Stated problem >> Can you rewrite every one of the entries below as a JSON list of strings, one string per line, with blank lines left out?

# # # # #

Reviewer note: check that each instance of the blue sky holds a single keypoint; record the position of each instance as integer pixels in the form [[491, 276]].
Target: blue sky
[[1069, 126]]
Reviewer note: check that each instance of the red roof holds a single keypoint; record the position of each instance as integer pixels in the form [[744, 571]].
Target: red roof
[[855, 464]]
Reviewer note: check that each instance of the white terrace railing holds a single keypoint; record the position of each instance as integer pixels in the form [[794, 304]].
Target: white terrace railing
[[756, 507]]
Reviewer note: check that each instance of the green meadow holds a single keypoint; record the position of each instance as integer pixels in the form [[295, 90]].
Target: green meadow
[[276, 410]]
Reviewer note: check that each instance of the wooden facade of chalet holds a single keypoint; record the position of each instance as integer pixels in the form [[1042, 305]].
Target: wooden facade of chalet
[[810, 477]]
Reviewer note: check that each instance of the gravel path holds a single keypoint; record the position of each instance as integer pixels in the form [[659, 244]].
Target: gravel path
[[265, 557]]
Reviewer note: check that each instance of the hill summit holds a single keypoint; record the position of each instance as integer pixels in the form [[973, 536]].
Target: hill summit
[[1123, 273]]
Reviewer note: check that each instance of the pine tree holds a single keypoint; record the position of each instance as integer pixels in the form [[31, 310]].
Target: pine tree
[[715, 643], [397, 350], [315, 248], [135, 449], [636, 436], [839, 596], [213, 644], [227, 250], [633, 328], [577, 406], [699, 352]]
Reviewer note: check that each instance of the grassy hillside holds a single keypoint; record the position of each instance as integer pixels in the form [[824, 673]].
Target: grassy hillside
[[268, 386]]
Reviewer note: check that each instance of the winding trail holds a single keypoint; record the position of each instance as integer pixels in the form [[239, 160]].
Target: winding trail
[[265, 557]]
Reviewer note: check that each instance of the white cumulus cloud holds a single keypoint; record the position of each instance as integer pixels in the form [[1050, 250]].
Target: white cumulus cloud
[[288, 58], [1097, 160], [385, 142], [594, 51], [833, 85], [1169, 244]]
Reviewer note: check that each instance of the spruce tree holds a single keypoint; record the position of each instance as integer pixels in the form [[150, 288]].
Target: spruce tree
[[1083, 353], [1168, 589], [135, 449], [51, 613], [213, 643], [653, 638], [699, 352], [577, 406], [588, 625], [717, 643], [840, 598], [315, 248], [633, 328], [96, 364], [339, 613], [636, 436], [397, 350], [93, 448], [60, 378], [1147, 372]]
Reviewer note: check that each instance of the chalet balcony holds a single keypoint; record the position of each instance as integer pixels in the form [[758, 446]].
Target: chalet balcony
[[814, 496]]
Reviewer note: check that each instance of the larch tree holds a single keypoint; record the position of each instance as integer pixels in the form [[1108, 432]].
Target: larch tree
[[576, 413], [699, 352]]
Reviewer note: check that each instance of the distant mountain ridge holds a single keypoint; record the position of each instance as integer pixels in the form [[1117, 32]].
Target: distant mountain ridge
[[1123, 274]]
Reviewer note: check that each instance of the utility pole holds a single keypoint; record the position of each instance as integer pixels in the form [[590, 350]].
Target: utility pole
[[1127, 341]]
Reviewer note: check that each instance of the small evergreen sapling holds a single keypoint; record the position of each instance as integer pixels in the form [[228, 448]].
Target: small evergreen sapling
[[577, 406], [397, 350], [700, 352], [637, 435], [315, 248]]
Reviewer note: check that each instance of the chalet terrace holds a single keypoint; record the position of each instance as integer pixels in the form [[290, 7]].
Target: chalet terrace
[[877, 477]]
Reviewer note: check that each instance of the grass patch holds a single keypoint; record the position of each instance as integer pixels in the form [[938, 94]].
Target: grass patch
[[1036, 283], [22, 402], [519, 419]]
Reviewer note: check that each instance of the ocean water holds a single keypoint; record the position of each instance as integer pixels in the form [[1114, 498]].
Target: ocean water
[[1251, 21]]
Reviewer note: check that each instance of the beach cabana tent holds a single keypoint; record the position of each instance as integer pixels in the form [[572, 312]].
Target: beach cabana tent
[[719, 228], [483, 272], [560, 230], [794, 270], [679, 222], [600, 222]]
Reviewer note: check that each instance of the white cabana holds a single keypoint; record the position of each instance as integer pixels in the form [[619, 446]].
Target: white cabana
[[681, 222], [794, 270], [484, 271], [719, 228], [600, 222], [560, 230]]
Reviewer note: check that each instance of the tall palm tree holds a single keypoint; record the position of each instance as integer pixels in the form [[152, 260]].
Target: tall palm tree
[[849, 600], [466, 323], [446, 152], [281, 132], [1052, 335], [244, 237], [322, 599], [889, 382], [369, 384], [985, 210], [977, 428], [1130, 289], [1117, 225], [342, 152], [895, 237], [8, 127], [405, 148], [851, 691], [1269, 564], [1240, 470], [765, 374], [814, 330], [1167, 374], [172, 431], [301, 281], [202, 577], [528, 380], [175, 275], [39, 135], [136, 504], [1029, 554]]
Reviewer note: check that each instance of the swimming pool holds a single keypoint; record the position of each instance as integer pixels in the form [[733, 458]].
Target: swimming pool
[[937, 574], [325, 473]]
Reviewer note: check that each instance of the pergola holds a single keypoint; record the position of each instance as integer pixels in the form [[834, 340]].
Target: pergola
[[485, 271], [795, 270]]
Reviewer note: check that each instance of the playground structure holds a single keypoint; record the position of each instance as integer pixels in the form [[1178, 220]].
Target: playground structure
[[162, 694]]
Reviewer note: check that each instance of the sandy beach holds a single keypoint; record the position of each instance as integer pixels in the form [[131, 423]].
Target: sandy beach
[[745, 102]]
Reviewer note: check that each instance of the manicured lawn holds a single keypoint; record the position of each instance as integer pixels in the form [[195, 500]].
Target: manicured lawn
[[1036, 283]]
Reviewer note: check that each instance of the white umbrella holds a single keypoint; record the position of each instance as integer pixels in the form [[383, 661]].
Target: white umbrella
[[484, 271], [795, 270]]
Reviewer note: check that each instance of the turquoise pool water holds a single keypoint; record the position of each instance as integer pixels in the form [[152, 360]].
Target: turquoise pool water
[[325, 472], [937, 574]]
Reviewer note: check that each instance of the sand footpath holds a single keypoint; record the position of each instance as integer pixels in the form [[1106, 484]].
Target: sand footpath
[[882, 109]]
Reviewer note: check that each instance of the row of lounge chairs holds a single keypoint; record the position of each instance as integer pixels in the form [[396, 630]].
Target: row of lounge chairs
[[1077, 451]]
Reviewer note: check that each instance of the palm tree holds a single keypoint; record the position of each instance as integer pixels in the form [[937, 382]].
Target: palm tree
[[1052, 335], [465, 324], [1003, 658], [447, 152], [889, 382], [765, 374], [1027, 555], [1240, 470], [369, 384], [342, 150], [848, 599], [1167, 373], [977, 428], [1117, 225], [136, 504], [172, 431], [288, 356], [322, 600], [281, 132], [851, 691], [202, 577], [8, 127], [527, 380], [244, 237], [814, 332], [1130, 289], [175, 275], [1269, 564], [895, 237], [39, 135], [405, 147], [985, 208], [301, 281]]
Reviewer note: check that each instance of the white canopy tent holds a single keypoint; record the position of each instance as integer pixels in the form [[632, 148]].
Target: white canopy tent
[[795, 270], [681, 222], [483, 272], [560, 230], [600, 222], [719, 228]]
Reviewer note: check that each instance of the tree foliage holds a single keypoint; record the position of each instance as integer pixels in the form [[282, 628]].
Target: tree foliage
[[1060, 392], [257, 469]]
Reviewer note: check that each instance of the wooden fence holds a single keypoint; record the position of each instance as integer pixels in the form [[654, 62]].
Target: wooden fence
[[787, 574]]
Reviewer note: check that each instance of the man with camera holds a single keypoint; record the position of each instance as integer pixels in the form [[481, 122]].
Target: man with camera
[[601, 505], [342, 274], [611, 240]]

# # # # #

Answer to this exercise >>
[
  "Reviewer note: check that each instance of the blue sky holds a single keypoint; record the position of each instance as integer pixels in the form [[491, 276]].",
  "Target: blue sky",
  "[[1069, 126]]",
  "Reviewer note: check that each instance of the red roof holds a single keypoint; record the position of each instance as integer pixels in the form [[744, 571]].",
  "Target: red roof",
  "[[855, 464]]",
  "Reviewer note: check that each instance of the white terrace railing holds a single keypoint; record the position of each instance as integer pixels in the form [[794, 304]].",
  "Target: white terrace railing",
  "[[756, 507]]",
  "Reviewer note: check that each instance of the green meadow holds a single keypoint; record the position of each instance as integer pixels in the form [[295, 90]].",
  "Target: green meadow",
  "[[276, 410]]",
  "Reviewer note: check that each instance of the wooden facade of chalet holds a single keypoint; record the position of each instance as integer pixels in the form [[1042, 305]].",
  "Target: wooden facade of chalet",
  "[[810, 477]]",
  "Reviewer note: check that each instance of the gravel path holds a single keypoint; record the position of each instance as integer pixels in the form [[659, 244]].",
  "Target: gravel path",
  "[[265, 557]]",
  "Reviewer note: check that each instance of the hill summit holds a single keypoint; record the position of each instance as integer pixels in the form [[973, 536]].",
  "Target: hill summit",
  "[[1123, 273]]",
  "Reviewer note: check that each instance of the pine tree holds a single keypoint; record the position of each instance as integer pixels in the form [[31, 310]].",
  "Target: pine tree",
  "[[715, 643], [397, 350], [315, 248], [135, 449], [636, 436], [839, 596], [213, 644], [227, 250], [633, 328], [577, 406], [699, 352]]",
  "Reviewer note: check that each instance of the grassy hillside holds a single keypoint; record the position of each instance as integer pixels in the form [[824, 673]].",
  "Target: grassy hillside",
  "[[268, 386]]",
  "Reviewer note: check that each instance of the winding trail holds a single keypoint; record the position of each instance as integer pixels in the form [[239, 160]].",
  "Target: winding trail",
  "[[265, 557]]",
  "Reviewer note: check that each instance of the white cumulus cloud holds a single keypoint; record the position of each instance as integer pixels in the form [[1050, 250]].",
  "Target: white cumulus cloud",
  "[[288, 58], [1097, 160], [385, 142], [594, 51], [833, 85], [1169, 244]]",
  "Reviewer note: check that each instance of the spruce tree holds a single keypoint; record the position of each instance as integer pixels in the form [[150, 288]].",
  "Target: spruce tree",
  "[[1083, 353], [1168, 589], [135, 449], [51, 613], [213, 643], [653, 638], [699, 352], [577, 406], [588, 625], [717, 643], [840, 598], [315, 248], [633, 328], [96, 364], [339, 613], [636, 436], [397, 350], [93, 448], [60, 378], [1147, 372]]",
  "Reviewer note: check that each instance of the chalet balcony holds a single keypoint; record the position of each instance as integer pixels in the form [[758, 446]].",
  "Target: chalet balcony",
  "[[814, 496]]",
  "Reviewer note: check that each instance of the larch tree holds a single keypoint; record the position of each instance as integer pixels in the form [[1108, 432]].",
  "Target: larch tree",
  "[[576, 413], [699, 352]]",
  "Reviewer note: check that each instance of the distant mountain ridge holds a single keypoint; record the position of each instance as integer pixels in the form [[1117, 32]].",
  "Target: distant mountain ridge",
  "[[1123, 274]]",
  "Reviewer note: check that each instance of the utility pole holds a single keypoint; record the position of each instance as integer pixels in the form [[590, 350]].",
  "Target: utility pole",
  "[[1127, 341]]",
  "Reviewer note: check that each instance of the small evergreen sapling holds a single keypoint; record the position of each instance as integer pixels in the form [[228, 448]].",
  "Target: small evergreen sapling",
  "[[577, 406], [397, 350], [700, 352], [637, 435], [315, 248]]",
  "Reviewer note: check that each instance of the chalet terrace holds a single keypoint; record the position of each instance as integer pixels in the form [[290, 7]].",
  "Target: chalet terrace",
  "[[877, 477]]",
  "Reviewer note: check that each instance of the grass patch holds a single keypoint; record the position of each instance as integer pixels in the form [[938, 94]].",
  "Target: grass patch",
  "[[1036, 283], [22, 402], [519, 419]]",
  "Reviewer note: check that each instance of the ocean water holds a single keypoint; record the position of each instance as integer pixels in the form [[1114, 498]].",
  "Target: ocean water",
  "[[1251, 21]]",
  "Reviewer note: check that each instance of the beach cabana tent holds a single keypoint; record the position of each instance as integer pixels in the form [[572, 312]].",
  "Target: beach cabana tent",
  "[[719, 228], [483, 272], [560, 230], [794, 270], [679, 222], [600, 222]]",
  "Reviewer note: check that each instance of the white cabana holds a single keypoint; record the position of each instance as integer pixels in the form [[619, 446]].",
  "Target: white cabana",
  "[[681, 222], [794, 270], [484, 271], [719, 228], [600, 222], [560, 230]]",
  "Reviewer note: check that each instance of the tall palm tree holds a single keypoint; record the position of each instance as integer pixels in the form [[152, 260]].",
  "Target: tall palm tree",
  "[[849, 600], [466, 323], [446, 152], [281, 132], [1052, 335], [244, 237], [322, 599], [889, 382], [369, 384], [985, 210], [977, 428], [1130, 289], [1117, 225], [342, 152], [895, 237], [8, 127], [405, 148], [851, 691], [1269, 564], [1240, 470], [765, 374], [814, 330], [1167, 374], [172, 431], [301, 281], [202, 577], [528, 380], [175, 275], [39, 135], [136, 504], [1029, 554]]",
  "Reviewer note: check that each instance of the swimming pool holds a single keypoint; record the position of each instance as integer pixels in the form [[733, 458]].",
  "Target: swimming pool",
  "[[937, 574], [325, 473]]",
  "Reviewer note: check that each instance of the pergola holds a single keypoint; record the position of each instance as integer pixels in the form [[834, 340]].",
  "Target: pergola",
  "[[485, 271], [795, 270]]",
  "Reviewer note: check that each instance of the playground structure holds a single keypoint; record the position of each instance as integer pixels in the form [[1178, 220]].",
  "Target: playground structure",
  "[[162, 694]]",
  "Reviewer note: check that each instance of the sandy beach holds a single keypoint; record the position of each instance as integer pixels in the form [[131, 423]].",
  "Target: sandy beach",
  "[[745, 102]]",
  "Reviewer note: check that each instance of the manicured lawn holds a single keypoint; record the position of each instance as integer pixels in the form [[195, 500]].",
  "Target: manicured lawn",
  "[[1036, 283]]",
  "Reviewer note: check that each instance of the white umbrella holds a single keypoint; record the position of each instance as integer pixels in the form [[383, 661]].",
  "Target: white umbrella",
  "[[484, 271], [795, 270]]",
  "Reviewer note: check that each instance of the turquoise pool water holds a single keypoint; record the position of each instance as integer pixels in the form [[152, 360]].",
  "Target: turquoise pool water",
  "[[325, 472], [937, 574]]",
  "Reviewer note: check that each instance of the sand footpath holds a single keypoint; record the position of each instance as integer pixels in the form [[1106, 484]].",
  "Target: sand footpath",
  "[[882, 109]]",
  "Reviewer note: check that each instance of the row of lounge chairs holds a single keypoint; record the position of each instance as integer pixels in the form [[396, 630]].",
  "Target: row of lounge chairs",
  "[[1077, 451]]",
  "Reviewer note: check that each instance of the palm tree holds a single keypoint; record the position of each instance as integer pixels in the form [[937, 382]].",
  "Target: palm tree",
  "[[1052, 335], [465, 324], [1003, 658], [447, 152], [889, 382], [765, 374], [1027, 555], [1240, 470], [369, 384], [342, 150], [848, 599], [1167, 373], [977, 428], [1117, 225], [136, 504], [172, 431], [288, 356], [322, 600], [281, 132], [851, 691], [202, 577], [8, 127], [527, 380], [244, 237], [814, 332], [1130, 289], [175, 275], [1269, 564], [895, 237], [39, 135], [405, 147], [985, 208], [301, 281]]",
  "Reviewer note: check that each instance of the white canopy tent holds a single keypoint; record the position of each instance as integer pixels in the form [[632, 148]].",
  "Target: white canopy tent",
  "[[795, 270], [681, 222], [483, 272], [560, 230], [600, 222], [719, 228]]",
  "Reviewer note: check that each instance of the tree foliage holds a single keypoint; record the position of each instance as integer pixels in the form [[282, 628]].",
  "Target: tree foliage",
  "[[1060, 392], [257, 469]]",
  "Reviewer note: check that each instance of the wooden fence holds a single keypoint; record the position of each instance as integer pixels in the form [[654, 62]].",
  "Target: wooden fence",
  "[[787, 574]]",
  "Reviewer note: check that each instance of the man with camera holds a single keypoint; record the position of each instance as integer pixels in the form [[481, 122]].",
  "Target: man with camera",
  "[[601, 505], [342, 274], [611, 240]]"
]